Accueil > Juin 2010 / N°06

Carences pour l’hébergement d’urgence

Saviez-vous que l’État a l’obligation légale d’offrir un hébergement d’urgence aux personnes dormant dans la rue ? Mais qu’en Isère, au printemps comme en hiver, cette obligation est loin d’être respectée ? Après un petit topo des principes de l’hébergement d’urgence, la section «  travail social  » du Postillon mesure le décalage entre les textes de lois et les réalités iséroises de ces derniers mois.

Chaque hiver, c’est la même chose  : un beau jour les températures baissent, un SDF meurt dans la rue, et c’est la sortie de l’attirail politique et médiatique. On appelle ça un «  marronnier  », un sujet médiatique récurrent, qui permet de montrer au bon peuple que le pouvoir politique est attentif aux plus démunis [1] . A grands coups d’éclairages médiatiques et de «  mesures  » qui ne soulagent jamais les causes, on se penche vers le gars de la rue, seul avec son chien et sa canette devant la caméra de TF1.
Ce que ne disent quasiment jamais les médias, c’est qu’il n’y a pas que l’hiver que des gens dorment, vivent et meurent dans la rue. L’été, il fait chaud, et le marronnier a tendance à se déplacer sur la plage («  quelle crème solaire utiliser ?  »). La rue engendre pourtant de la souffrance toute l’année, sans aucun respect pour les changements de saison – la bougresse !

L’hébergement d’urgence, des principes à la réalité

Les « hébergements d’urgence » sont des structures destinées à accueillir pour la nuit des hommes et des femmes, des familles et leurs enfants qui n’ont pas ou plus de toit, et bien souvent de grandes difficultés pour se nourrir, se soigner, se laver - la vie quoi.

__________

_EXERCICE ÉCRIT A_: D'après l'extrait du texte, quelle obligation légale l'État a-t-il envers les personnes qui dorment dans la rue ?
L'extrait du texte et les enregistrements qui suivent proviennent de sources différentes.

_INFORMATIONS FOURNIES_:
__________

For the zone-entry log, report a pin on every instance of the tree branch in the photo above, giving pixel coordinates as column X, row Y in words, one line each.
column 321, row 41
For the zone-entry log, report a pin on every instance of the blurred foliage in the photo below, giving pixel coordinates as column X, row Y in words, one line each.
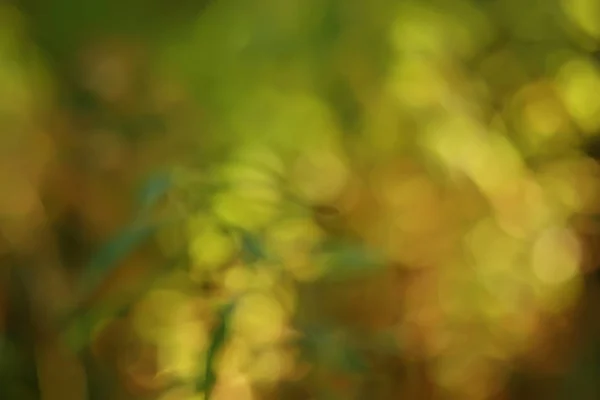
column 237, row 199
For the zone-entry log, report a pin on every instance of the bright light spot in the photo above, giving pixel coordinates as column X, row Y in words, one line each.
column 211, row 247
column 556, row 256
column 320, row 175
column 585, row 14
column 579, row 84
column 259, row 318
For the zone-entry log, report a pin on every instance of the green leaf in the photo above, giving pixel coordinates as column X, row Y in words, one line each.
column 346, row 259
column 252, row 248
column 153, row 190
column 208, row 381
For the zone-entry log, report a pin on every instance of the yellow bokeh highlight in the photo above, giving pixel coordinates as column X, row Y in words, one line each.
column 579, row 84
column 259, row 318
column 211, row 247
column 584, row 13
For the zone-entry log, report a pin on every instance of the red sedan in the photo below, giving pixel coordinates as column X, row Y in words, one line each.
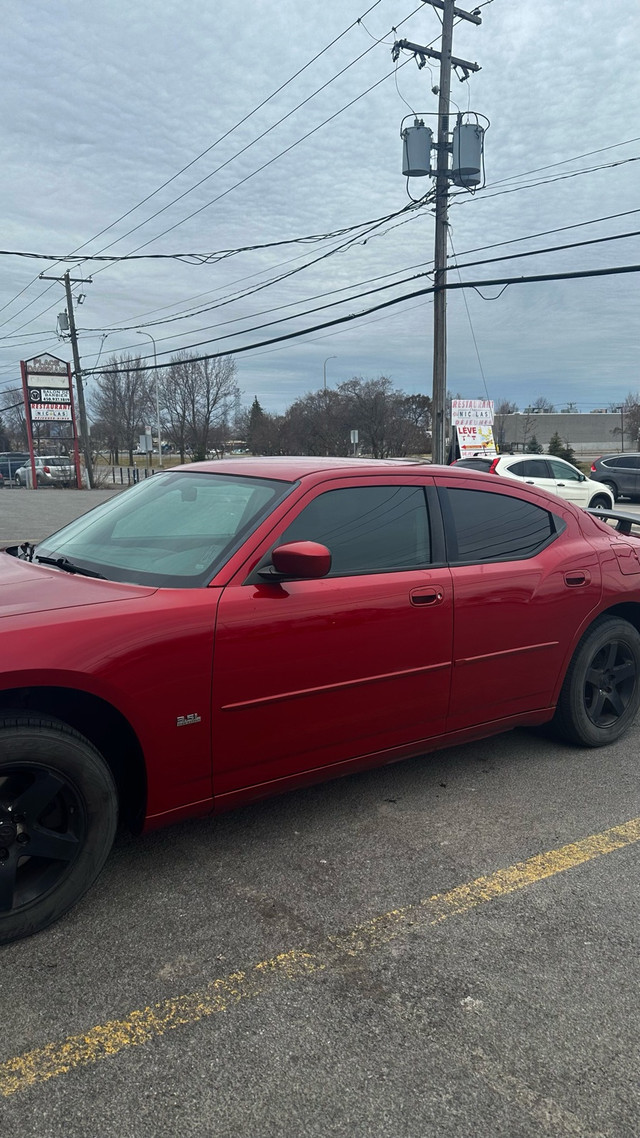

__________

_EXERCICE ÉCRIT B_: Recopiez tous les enregistrements en remplaçant « pin » par « marker », le reste demeurant identique ; omettez les images dans votre réponse.

_CORRIGÉ A_: L'État a l'obligation légale de leur offrir un hébergement d'urgence.

_CORRIGÉ B_:
For the zone-entry log, report a marker on every instance of the tree branch in the photo above, giving pixel coordinates as column X, row Y in words, one line each.
column 321, row 41
For the zone-entry log, report a marker on every instance of the blurred foliage in the photo below, giving pixel coordinates as column X, row Y in words, one line each.
column 237, row 199
For the zone-entry log, report a marker on every instance of the bright light spot in the photo above, giving pixel coordinates as column X, row Y in words, one line each.
column 211, row 247
column 556, row 256
column 320, row 175
column 585, row 14
column 579, row 84
column 259, row 318
For the zone-entry log, report a marker on every instance of the green leaf in the photo above, giving pixel coordinates as column X, row Y in words, one line each.
column 346, row 259
column 252, row 248
column 153, row 190
column 208, row 381
For the zone-entry log, report a marker on every instance of the yellow bokeh highlight in the photo above, giving pixel coordinates as column X, row Y in words, one line each.
column 579, row 84
column 259, row 318
column 211, row 247
column 584, row 13
For the zone-entry log, report a marker on every instance of the red sedan in the photo below, giving pixel coordinates as column X, row Y in words, one line each.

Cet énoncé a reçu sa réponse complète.